>>>>

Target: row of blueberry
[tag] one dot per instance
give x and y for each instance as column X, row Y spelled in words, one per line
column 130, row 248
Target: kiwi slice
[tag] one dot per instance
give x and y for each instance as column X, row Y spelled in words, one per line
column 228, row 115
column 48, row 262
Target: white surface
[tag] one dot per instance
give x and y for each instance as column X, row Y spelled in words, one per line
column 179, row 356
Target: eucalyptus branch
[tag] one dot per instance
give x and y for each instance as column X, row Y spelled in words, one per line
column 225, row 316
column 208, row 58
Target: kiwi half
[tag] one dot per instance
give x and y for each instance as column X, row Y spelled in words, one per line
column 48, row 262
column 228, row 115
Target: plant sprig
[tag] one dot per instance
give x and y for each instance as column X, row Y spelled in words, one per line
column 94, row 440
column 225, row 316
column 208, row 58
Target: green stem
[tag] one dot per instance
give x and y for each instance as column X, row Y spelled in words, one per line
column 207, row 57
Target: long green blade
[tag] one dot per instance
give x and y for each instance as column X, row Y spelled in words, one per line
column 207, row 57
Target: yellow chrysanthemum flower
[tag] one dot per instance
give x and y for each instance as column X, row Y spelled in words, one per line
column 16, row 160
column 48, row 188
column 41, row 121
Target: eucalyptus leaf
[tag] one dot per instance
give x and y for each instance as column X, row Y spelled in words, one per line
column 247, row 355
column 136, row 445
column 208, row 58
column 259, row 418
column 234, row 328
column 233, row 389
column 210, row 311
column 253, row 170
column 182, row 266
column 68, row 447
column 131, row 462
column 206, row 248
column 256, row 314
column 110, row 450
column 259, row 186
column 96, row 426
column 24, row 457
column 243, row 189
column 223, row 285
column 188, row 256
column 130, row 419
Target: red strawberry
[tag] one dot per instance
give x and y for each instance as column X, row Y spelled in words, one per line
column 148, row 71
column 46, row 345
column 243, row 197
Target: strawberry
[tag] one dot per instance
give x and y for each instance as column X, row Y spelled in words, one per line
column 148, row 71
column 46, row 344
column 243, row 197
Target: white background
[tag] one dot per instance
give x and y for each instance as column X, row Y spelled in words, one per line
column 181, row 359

<<<<

● **What is expected**:
From the data above, extract the stretch from the very first line through the line containing "column 179, row 356", both ends included, and reproduce it word for word.

● **Full response**:
Target: row of blueberry
[tag] one dot per instance
give x and y for each instance as column X, row Y spelled in words, one per line
column 130, row 248
Target: kiwi slice
[tag] one dot per instance
give x and y for each instance as column X, row Y spelled in words, one per line
column 228, row 115
column 48, row 262
Target: white surface
[tag] one dot per instance
give x and y for each instance as column X, row Y spelled in words, one per line
column 179, row 356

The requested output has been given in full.